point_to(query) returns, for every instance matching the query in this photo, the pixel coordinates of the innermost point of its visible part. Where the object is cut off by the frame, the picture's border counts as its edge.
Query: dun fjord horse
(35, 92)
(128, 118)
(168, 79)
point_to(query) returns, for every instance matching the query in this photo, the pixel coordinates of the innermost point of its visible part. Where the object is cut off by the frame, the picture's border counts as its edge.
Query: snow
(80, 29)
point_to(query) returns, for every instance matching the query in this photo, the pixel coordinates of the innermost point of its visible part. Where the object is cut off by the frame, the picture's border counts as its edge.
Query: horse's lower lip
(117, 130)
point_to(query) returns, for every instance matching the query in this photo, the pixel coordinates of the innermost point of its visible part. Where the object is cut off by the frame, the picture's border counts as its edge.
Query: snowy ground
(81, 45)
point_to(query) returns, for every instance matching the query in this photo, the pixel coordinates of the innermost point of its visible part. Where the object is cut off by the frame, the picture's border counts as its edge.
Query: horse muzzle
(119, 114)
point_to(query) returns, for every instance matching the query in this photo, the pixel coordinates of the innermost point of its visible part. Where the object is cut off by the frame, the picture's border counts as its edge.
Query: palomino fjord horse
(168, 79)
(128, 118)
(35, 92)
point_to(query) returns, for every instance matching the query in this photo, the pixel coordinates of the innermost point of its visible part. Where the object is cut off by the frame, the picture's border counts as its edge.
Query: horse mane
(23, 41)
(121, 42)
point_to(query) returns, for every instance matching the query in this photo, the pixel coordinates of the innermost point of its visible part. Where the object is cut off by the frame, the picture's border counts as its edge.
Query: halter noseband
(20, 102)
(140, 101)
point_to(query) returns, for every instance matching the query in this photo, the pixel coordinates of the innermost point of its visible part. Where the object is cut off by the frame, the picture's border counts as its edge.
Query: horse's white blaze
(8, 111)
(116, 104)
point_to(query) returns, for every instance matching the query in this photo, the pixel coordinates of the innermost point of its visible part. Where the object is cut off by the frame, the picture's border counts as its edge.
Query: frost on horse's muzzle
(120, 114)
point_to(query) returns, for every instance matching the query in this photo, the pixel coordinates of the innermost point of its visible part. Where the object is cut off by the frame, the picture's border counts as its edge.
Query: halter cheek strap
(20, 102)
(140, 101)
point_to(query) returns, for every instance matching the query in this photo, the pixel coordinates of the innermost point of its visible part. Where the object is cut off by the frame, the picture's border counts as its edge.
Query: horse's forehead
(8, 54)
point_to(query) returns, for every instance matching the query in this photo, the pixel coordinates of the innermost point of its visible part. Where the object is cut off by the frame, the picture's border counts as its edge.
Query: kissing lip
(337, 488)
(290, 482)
+-------+
DIRECTIONS FOR THIS TASK
Your response must consist of all the records, retyped exactly.

OUTPUT OF THE EXERCISE
point_to(query) returns, for every instance matching the query in this photo, the pixel coordinates of the innermost point of its visible part. Where the object is cut off by the frame, the picture's border counts as its edge.
Query: dun fjord horse
(35, 92)
(128, 118)
(168, 79)
point_to(query) returns, for every instance matching the query in this photo, the pixel coordinates of the innermost point of its visible part. Where the object is cut off by the frame, the picture's border counts as its edge.
Query: snow
(80, 29)
point_to(query) returns, for every instance matching the query in this photo, the pixel coordinates of the innermost point of its visible part. Where the object is cut off by the frame, the picture's border counts as its edge.
Query: horse's lower lip
(117, 130)
point_to(query) returns, for every instance matching the query in this photo, the pixel coordinates of the innermost point of its visible part. Where the object is cut off by the frame, the picture's border counts as its edge.
Query: snowy ground
(81, 45)
point_to(query) returns, for every instance matching the query in this photo, the pixel coordinates of the innermost point of its visible part. Where the object is cut off by the frame, the picture's border counts as its edge.
Query: horse muzzle
(119, 114)
point_to(query) returns, for every instance matching the query in this photo, the pixel coordinates of the innermost point of its visible part. Where the object is cut off by the frame, the picture's border counts as its edge.
Query: palomino fjord horse
(168, 79)
(128, 118)
(35, 92)
point_to(query) returns, for every instance matching the query in this photo, the pixel coordinates of the innermost point of its visible part. Where the object is cut off by the frame, the picture's border counts as its edge.
Query: horse mane
(23, 41)
(121, 42)
point_to(query) returns, for every instance matching the query in this photo, the pixel coordinates of the innermost point of its visible part. Where the object is cut off by the frame, the picture's border counts as its edge.
Query: halter noseband
(20, 102)
(140, 101)
point_to(query) returns, for every instance matching the query in this photo, the pixel coordinates of the innermost point of its visible part. Where the object is cut off by the frame, the picture's border counts as its edge.
Query: horse's white blaze
(8, 111)
(116, 104)
point_to(query) returns, for every instance matching the query in this photo, the pixel coordinates of the innermost point of its visible part. Where the object is cut off by the frame, the picture's border counts as its edge.
Query: frost on horse's muzzle
(120, 114)
point_to(query) returns, for every instance matching the query in this photo, the pixel coordinates of the innermost point of its visible part. Where the object is cut off by the frame, the picture's border counts as its edge.
Query: halter cheek strap
(20, 102)
(140, 101)
point_to(query) returns, for every instance matching the query in this photo, the pixel coordinates of the innermost point of its visible part. Where the object is cut off by the frame, the picture's border counts as its edge.
Query: horse's forehead
(8, 54)
point_to(query) returns, for every instance matching the query in this photo, the pixel coordinates of the innermost point of its visible part. Where the object is cut off by the frame, the picture's border counts as its edge.
Query: kissing lip
(337, 488)
(290, 482)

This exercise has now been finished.